_TASK OBJECTIVE_
Retype, without changes, every line from the line that contains "the red metal" through the final line of the records. Exclude pictures.

========================================

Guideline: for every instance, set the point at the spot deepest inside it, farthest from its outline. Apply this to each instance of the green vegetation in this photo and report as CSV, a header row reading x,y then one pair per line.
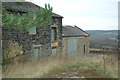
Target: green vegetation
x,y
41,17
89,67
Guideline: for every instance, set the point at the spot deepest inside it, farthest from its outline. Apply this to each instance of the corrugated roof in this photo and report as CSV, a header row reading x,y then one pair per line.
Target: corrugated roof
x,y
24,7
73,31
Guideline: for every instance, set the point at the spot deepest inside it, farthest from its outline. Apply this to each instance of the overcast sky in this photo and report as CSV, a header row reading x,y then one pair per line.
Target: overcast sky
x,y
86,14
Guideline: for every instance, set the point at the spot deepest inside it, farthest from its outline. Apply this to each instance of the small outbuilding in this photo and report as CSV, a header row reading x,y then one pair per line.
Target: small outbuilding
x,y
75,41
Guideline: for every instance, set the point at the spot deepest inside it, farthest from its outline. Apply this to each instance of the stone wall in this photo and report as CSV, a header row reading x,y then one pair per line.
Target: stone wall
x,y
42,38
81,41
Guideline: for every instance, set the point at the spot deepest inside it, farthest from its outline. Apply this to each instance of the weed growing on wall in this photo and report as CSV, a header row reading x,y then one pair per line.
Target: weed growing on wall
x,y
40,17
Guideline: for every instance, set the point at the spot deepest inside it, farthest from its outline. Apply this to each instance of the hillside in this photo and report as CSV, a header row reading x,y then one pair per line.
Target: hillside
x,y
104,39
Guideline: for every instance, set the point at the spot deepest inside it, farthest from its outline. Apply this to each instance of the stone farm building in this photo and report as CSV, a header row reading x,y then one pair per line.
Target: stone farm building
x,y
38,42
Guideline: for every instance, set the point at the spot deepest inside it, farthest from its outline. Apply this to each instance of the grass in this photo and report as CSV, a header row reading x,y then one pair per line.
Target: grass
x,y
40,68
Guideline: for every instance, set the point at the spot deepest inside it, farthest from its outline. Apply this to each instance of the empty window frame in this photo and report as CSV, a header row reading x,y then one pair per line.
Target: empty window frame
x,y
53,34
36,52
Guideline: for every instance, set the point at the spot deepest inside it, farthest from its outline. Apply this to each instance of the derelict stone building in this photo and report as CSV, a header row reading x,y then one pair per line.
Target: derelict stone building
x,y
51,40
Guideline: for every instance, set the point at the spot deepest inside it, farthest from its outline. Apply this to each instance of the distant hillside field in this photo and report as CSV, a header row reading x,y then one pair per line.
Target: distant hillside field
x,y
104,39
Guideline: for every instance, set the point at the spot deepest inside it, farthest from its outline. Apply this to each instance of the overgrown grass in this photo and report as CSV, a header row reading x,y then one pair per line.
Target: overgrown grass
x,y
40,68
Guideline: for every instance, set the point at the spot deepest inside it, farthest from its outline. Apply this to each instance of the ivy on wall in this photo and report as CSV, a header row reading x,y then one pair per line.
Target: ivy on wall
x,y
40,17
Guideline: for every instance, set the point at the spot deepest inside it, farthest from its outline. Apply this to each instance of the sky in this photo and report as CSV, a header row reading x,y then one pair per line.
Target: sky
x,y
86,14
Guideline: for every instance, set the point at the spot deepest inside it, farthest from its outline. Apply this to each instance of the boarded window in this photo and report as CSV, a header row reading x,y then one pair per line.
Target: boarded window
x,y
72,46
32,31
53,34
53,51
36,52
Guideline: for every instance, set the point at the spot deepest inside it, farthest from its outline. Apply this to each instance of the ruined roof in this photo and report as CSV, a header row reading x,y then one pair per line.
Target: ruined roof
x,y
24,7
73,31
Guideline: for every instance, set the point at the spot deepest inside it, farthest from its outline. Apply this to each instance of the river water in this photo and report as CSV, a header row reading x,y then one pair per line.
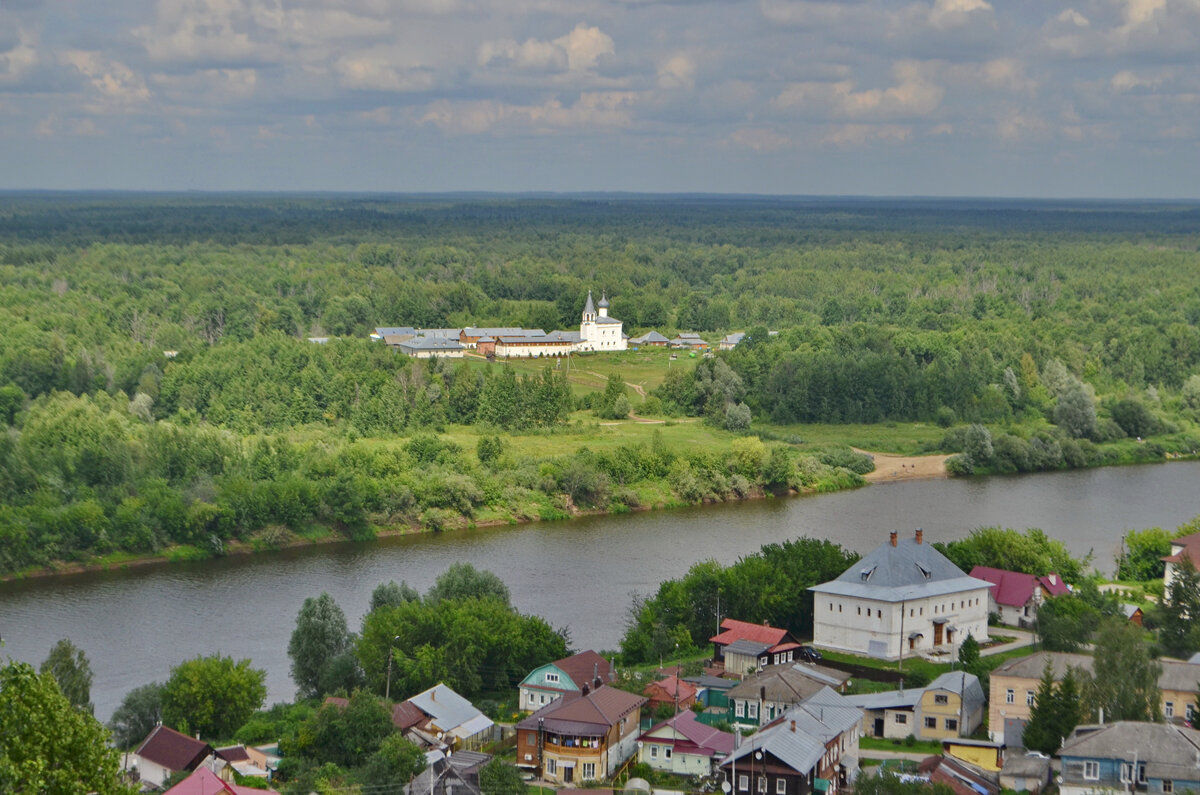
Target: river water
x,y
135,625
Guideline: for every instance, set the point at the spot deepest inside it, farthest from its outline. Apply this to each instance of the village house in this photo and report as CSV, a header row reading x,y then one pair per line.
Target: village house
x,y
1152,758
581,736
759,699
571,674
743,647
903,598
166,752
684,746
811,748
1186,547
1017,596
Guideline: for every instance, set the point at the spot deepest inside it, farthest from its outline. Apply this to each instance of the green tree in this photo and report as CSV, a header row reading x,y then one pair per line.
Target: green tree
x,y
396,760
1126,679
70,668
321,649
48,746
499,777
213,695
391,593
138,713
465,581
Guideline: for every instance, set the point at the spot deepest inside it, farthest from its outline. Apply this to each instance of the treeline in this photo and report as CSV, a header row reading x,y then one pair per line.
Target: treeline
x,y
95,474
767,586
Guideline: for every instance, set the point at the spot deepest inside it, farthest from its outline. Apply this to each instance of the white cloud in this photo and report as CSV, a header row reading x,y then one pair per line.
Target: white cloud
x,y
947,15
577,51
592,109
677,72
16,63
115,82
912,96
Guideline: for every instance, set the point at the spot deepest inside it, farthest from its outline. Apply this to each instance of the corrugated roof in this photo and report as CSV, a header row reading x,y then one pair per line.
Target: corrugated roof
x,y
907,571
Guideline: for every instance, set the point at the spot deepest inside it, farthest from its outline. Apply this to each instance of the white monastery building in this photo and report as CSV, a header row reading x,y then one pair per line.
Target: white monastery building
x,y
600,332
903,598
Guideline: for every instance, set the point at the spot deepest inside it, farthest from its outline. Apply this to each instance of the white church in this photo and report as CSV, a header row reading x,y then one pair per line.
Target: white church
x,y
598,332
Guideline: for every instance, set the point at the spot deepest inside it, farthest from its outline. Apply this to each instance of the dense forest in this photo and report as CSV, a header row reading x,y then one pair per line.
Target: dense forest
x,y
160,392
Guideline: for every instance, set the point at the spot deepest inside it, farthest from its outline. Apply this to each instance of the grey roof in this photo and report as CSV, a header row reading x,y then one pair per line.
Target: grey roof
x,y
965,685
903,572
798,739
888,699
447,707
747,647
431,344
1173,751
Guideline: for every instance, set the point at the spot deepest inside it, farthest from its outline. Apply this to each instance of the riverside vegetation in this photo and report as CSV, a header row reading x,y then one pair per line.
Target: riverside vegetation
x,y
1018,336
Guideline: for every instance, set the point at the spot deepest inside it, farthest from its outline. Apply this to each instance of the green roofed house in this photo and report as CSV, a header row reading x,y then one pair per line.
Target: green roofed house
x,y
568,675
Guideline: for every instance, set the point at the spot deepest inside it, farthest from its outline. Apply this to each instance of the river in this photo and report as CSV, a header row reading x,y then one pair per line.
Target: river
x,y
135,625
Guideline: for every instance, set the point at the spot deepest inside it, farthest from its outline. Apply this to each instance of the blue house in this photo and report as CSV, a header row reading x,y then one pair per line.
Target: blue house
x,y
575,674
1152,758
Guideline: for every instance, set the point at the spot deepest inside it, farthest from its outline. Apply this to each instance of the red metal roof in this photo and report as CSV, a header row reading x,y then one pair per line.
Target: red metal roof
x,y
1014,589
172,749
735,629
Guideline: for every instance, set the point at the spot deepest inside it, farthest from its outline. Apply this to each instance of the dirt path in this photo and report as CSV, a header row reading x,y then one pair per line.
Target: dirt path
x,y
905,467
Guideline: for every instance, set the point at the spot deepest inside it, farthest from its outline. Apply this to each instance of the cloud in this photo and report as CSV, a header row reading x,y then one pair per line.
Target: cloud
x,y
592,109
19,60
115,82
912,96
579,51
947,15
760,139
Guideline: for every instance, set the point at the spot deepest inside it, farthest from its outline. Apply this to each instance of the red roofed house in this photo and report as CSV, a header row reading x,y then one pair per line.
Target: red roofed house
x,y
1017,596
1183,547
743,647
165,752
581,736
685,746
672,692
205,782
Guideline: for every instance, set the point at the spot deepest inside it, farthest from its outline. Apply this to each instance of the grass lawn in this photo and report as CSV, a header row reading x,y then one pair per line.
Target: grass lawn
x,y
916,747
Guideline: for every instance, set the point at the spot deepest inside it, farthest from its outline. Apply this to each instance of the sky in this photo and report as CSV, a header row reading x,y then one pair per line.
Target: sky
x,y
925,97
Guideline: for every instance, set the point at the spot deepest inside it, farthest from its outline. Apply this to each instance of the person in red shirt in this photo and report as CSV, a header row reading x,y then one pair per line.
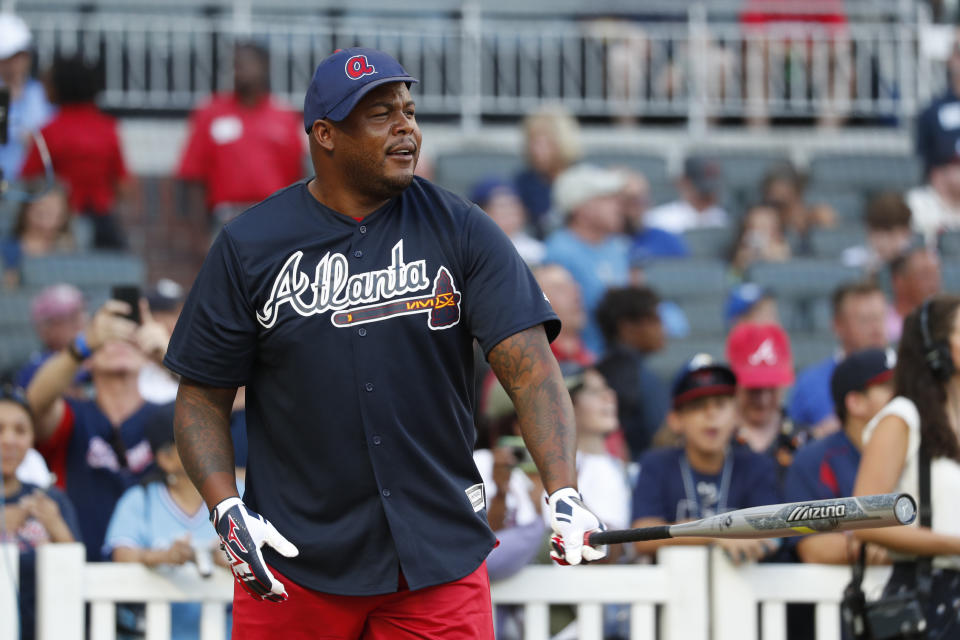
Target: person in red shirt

========================================

_ANSWER TO THE EXERCISE_
Guideline: for every instance, set the point at the spot deepest inside it, farthest from its outline. Apply this to each instance of the red metal roof in this photo and report as CSV, a header row reading x,y then one pair per line.
Target: red metal roof
x,y
1014,589
172,749
735,629
Guideline: for every instance, set the point at the spot deepest inside it, farthest from its outline. Apply this to each instance of the dirt path in this photo and report as CSV, a header row reading x,y then one pair per line.
Target: dirt path
x,y
905,467
Guideline: for every instance, set the point at the spot deepest inside it, farthest from its outline. Apply this to each instance of the cloud in this photo and report as CSV, a header row reading x,y then one pair per line.
Target: cloud
x,y
592,109
19,60
115,82
912,96
579,51
947,15
760,139
Guideline: for every instance, set the point at the spot deepest inside it, farthest from its outline. Apply this to each instance of the red roofed house in this photo and report as CSV, a header row reading x,y then one pair per line.
Target: red roofed house
x,y
1017,596
1183,547
743,647
165,752
581,736
685,746
672,692
205,782
Guideline: for every instance, set the point at the spot deepest inside it, farthest from its outline. Apply this to each instance of the grass lawn in this photo and report as CSV, a header row reading x,y then one pair per line.
Target: grass lawn
x,y
916,747
Guideline: for every instance, set the point at the spot deepest inside it, farthest from its outline. Apply this to each instance of the sky in this photo and report as CSV, a header row reading x,y then one pair per line.
Target: sky
x,y
925,97
Guideline: for every instance, set the point at the spot deepest inside it, farthest from its outline. Apply this to each instance of the person in red shirt in this photo and report as CSV, a header row reading x,y then one pair per line.
Target: person in red shirt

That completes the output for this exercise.